RECORDS SUPPLIED:
— start —

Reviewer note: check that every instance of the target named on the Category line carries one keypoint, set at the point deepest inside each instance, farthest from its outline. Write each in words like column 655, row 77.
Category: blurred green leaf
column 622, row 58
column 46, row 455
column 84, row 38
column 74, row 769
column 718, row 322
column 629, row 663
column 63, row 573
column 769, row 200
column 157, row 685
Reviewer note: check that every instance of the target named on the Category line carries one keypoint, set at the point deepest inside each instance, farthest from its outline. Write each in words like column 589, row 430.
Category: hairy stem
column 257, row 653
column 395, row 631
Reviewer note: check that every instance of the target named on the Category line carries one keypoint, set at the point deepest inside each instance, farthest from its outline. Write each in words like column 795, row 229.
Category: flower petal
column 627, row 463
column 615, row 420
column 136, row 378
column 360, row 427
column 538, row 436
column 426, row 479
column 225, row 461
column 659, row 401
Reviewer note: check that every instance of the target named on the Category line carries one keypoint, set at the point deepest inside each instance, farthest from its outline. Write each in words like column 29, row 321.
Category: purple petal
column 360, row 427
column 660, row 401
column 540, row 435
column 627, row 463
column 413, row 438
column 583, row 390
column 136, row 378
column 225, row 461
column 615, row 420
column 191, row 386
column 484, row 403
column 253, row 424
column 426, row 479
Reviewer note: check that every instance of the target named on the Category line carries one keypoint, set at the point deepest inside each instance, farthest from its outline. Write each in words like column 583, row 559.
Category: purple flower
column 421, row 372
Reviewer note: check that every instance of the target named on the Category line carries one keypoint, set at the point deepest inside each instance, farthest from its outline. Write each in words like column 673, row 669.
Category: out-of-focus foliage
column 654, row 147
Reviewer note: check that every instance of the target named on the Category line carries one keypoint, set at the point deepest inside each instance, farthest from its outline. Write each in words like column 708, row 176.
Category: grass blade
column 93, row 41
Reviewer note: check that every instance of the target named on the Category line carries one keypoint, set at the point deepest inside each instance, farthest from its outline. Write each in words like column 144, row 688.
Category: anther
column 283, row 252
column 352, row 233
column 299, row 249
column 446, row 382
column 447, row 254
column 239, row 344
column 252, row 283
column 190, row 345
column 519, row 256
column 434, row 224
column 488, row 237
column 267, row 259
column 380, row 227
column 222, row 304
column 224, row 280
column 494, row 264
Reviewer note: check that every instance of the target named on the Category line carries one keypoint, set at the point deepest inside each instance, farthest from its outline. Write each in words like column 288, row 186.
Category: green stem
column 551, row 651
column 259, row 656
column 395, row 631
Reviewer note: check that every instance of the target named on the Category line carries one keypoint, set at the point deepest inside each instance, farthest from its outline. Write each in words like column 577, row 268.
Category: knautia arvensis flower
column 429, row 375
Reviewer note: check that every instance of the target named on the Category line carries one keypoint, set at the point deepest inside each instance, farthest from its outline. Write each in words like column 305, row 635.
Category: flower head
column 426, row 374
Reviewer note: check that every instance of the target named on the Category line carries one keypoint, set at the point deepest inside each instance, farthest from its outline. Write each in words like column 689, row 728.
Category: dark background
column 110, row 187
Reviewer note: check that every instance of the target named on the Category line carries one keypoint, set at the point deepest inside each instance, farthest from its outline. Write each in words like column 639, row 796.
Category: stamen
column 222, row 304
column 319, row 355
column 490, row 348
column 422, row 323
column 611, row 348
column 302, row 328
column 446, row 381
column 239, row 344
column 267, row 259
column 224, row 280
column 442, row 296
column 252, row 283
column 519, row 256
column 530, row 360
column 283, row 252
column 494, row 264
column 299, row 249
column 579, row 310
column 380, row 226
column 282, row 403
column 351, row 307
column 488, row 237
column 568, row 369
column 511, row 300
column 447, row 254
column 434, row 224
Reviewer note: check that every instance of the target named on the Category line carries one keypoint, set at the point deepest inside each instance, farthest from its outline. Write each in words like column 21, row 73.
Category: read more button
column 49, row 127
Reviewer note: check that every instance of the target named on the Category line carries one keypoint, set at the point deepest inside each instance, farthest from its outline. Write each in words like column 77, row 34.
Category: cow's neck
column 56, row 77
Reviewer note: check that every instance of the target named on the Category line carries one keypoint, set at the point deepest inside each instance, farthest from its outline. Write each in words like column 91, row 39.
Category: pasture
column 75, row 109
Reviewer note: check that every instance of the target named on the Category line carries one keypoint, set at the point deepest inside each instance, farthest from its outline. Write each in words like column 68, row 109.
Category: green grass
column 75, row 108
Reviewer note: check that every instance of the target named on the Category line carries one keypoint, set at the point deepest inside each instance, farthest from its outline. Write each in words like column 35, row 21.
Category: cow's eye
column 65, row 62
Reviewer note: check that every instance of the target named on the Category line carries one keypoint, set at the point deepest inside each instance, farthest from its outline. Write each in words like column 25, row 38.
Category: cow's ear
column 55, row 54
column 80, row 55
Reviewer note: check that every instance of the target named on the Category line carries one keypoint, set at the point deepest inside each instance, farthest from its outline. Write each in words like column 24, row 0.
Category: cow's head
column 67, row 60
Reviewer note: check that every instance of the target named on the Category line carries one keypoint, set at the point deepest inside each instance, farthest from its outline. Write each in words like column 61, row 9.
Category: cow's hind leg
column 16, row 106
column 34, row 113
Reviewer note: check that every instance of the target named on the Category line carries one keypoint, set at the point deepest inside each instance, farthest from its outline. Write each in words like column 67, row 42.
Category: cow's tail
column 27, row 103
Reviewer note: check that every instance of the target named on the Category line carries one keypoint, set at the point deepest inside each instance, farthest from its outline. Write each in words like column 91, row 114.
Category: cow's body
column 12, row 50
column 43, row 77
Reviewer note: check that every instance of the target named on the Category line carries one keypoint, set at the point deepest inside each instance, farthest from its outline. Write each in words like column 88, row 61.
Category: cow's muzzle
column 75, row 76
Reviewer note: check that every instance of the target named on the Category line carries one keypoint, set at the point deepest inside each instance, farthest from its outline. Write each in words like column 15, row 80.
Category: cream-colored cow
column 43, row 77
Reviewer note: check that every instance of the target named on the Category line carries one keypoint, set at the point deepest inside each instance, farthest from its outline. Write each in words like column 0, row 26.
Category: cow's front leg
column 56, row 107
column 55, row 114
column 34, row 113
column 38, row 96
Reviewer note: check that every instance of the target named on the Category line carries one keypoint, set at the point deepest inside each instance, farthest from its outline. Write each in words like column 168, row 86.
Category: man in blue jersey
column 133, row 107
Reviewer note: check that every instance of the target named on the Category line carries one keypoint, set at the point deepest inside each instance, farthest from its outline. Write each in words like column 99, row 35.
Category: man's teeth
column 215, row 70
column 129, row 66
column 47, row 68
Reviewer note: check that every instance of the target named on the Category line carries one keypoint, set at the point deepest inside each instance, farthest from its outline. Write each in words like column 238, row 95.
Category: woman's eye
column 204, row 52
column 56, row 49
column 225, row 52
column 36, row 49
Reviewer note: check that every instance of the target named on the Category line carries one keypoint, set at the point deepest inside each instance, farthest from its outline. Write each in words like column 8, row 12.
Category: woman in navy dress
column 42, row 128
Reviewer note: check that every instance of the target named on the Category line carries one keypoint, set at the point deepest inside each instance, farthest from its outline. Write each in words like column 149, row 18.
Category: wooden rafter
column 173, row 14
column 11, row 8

— end —

BRIEF:
Turn the entries, from the start through the line holding "column 157, row 685", into a two-column CSV with the columns entry_text and answer. Give each entry one row, put its text and its answer each in a single quoted field, and replace any line breaks with spaces.

OUTPUT:
entry_text,answer
"Reviewer note: check that every instance of the target named on the Category line carries one keypoint, set at the point deepest inside each instance, farthest from its outline. Write each in words like column 655, row 77. Category: blurred green leaf","column 622, row 58 column 46, row 455 column 84, row 38 column 74, row 769 column 718, row 322 column 629, row 663 column 63, row 573 column 769, row 200 column 157, row 685"